What you will do :: Copy every line of the material below that contains the string "flower". Matching is case-sensitive.

=== Data to process ===

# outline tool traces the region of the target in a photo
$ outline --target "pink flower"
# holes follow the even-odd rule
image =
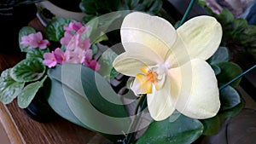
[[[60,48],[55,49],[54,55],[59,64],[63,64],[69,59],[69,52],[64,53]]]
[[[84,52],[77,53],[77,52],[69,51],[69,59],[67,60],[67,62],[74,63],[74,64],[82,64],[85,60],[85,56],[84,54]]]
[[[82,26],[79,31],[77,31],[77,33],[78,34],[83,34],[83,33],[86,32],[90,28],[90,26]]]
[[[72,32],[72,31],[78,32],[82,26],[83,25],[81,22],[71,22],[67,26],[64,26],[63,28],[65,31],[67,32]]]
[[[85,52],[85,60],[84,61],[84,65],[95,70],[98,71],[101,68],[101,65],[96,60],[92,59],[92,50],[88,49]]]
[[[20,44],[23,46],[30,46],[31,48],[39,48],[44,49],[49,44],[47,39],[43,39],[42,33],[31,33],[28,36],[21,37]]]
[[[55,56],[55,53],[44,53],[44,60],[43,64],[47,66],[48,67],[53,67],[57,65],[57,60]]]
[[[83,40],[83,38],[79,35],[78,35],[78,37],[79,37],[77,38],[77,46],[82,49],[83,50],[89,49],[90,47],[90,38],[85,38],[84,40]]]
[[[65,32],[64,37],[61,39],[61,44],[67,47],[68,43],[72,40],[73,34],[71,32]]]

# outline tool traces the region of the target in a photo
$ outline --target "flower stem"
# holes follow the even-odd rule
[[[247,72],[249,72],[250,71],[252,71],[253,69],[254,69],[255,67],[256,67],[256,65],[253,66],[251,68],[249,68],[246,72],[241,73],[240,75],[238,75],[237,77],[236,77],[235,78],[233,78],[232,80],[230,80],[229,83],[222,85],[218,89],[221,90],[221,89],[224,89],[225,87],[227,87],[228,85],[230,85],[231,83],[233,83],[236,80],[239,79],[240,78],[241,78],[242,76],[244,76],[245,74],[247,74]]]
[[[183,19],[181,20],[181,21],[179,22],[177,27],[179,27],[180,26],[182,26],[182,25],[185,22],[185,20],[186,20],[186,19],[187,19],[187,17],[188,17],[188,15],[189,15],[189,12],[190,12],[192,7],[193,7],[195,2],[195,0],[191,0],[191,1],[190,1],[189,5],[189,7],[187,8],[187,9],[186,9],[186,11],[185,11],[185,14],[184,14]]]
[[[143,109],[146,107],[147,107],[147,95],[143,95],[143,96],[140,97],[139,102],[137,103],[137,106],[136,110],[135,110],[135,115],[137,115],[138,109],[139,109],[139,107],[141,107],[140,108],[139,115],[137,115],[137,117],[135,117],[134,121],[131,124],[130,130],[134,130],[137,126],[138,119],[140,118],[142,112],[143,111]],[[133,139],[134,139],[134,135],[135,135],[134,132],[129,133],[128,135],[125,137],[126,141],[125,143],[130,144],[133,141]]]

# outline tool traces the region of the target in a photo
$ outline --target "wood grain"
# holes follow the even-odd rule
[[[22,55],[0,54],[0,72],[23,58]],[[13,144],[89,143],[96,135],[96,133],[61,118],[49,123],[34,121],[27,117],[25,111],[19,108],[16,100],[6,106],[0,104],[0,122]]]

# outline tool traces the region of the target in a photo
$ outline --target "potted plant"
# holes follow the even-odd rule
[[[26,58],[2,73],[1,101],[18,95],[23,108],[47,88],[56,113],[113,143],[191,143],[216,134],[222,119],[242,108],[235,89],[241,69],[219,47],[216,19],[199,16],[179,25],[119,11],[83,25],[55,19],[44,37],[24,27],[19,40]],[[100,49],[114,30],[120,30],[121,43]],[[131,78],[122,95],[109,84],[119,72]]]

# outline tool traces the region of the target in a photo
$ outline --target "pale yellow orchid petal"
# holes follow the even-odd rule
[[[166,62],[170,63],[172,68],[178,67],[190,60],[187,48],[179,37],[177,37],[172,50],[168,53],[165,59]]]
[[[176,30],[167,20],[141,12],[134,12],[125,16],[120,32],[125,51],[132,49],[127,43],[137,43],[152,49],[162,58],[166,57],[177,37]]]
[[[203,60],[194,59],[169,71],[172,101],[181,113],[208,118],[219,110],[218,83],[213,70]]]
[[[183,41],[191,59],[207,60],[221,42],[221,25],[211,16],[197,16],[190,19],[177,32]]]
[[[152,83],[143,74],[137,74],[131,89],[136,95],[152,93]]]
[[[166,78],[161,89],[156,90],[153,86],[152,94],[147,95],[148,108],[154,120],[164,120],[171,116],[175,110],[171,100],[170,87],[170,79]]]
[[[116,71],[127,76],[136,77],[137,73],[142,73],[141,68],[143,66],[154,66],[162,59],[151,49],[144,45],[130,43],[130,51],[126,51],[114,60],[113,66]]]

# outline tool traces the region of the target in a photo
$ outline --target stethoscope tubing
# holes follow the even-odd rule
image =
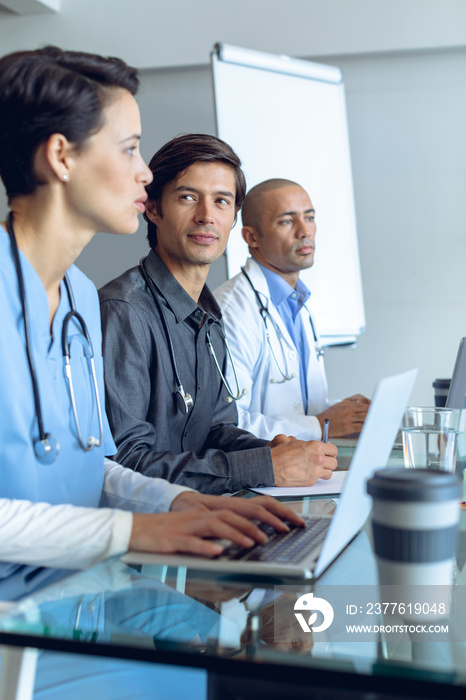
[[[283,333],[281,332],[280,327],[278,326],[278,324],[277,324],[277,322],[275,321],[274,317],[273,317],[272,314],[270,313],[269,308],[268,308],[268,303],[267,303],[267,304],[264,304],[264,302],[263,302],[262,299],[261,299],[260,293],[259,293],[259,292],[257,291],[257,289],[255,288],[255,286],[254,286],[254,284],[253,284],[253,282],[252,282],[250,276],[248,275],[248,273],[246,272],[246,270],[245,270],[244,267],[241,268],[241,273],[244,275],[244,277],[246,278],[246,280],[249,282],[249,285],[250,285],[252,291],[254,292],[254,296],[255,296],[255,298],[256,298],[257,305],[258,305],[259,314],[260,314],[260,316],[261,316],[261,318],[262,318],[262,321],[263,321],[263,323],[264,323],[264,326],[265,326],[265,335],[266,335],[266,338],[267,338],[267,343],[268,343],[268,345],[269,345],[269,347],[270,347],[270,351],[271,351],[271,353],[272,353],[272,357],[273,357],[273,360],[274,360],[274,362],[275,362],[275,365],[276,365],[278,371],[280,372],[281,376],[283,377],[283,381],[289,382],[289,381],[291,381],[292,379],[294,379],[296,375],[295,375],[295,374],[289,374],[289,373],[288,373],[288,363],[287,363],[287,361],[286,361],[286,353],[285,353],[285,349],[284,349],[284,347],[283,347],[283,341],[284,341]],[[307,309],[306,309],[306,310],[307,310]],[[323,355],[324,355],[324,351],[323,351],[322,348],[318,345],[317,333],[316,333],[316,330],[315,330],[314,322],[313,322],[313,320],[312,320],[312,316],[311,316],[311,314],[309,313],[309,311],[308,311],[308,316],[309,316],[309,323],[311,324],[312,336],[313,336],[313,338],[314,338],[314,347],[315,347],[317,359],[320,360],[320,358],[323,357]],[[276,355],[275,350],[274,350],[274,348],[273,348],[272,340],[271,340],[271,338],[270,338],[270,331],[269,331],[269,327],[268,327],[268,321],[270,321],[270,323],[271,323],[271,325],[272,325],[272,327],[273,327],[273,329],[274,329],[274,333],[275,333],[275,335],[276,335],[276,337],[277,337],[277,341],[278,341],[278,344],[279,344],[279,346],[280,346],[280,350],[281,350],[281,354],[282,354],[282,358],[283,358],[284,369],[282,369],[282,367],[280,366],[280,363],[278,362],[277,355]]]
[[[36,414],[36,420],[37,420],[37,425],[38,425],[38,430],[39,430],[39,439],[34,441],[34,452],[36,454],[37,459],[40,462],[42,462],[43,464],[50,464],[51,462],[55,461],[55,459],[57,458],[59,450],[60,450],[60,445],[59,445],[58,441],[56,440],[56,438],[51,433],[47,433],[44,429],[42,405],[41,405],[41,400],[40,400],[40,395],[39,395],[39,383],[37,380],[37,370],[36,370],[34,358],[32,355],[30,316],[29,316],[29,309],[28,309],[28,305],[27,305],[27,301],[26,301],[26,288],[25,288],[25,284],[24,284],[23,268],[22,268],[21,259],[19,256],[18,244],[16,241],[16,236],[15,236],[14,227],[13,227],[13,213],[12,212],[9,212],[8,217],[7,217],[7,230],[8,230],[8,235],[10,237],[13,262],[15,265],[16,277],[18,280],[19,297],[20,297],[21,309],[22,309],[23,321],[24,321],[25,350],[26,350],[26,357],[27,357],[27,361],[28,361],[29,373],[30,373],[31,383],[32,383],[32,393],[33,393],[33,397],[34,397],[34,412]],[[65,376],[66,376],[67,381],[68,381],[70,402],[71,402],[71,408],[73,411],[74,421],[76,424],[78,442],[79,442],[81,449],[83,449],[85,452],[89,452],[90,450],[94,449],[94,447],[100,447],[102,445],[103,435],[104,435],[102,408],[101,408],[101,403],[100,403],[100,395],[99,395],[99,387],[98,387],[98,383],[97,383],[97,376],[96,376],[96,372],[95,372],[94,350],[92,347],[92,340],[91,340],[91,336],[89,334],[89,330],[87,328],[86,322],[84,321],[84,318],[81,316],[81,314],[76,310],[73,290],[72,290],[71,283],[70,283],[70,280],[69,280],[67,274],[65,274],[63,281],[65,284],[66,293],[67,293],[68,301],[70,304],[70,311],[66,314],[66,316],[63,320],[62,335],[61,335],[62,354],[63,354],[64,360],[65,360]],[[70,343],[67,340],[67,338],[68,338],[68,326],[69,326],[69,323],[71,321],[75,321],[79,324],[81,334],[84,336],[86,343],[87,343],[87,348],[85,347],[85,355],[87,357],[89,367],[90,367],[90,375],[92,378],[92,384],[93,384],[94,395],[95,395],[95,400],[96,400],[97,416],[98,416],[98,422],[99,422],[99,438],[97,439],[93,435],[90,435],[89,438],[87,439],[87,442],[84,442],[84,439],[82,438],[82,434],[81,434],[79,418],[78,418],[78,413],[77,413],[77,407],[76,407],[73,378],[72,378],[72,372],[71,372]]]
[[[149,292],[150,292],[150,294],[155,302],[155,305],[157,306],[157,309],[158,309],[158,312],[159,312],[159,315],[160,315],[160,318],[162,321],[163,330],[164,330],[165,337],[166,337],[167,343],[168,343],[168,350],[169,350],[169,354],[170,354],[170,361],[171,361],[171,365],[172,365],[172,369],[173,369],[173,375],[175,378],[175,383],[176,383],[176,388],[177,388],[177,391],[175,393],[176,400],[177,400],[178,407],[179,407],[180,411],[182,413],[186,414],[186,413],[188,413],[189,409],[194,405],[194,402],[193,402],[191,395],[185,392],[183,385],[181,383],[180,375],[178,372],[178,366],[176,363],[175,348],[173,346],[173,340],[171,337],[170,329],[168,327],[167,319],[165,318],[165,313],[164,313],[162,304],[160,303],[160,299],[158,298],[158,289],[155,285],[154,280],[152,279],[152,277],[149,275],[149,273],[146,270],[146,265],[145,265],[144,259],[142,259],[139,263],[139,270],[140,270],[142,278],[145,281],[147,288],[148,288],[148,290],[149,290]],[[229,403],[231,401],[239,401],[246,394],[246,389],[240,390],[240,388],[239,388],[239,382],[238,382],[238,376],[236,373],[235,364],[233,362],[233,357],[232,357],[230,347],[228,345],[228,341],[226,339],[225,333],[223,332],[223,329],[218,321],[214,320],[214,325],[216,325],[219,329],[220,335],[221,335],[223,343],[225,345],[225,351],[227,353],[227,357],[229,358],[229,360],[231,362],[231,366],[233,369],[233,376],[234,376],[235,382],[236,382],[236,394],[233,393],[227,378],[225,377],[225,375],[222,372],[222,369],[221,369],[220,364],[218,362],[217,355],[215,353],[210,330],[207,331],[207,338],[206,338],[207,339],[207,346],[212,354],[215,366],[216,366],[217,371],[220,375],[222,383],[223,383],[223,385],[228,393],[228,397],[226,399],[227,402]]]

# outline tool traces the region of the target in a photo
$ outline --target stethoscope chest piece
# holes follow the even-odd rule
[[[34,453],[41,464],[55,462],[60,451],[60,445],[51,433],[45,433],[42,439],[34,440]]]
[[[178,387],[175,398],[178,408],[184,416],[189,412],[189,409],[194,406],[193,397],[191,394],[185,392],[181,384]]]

===

Full answer ::
$ outline --target "pink flower"
$ outline --target "flower stem"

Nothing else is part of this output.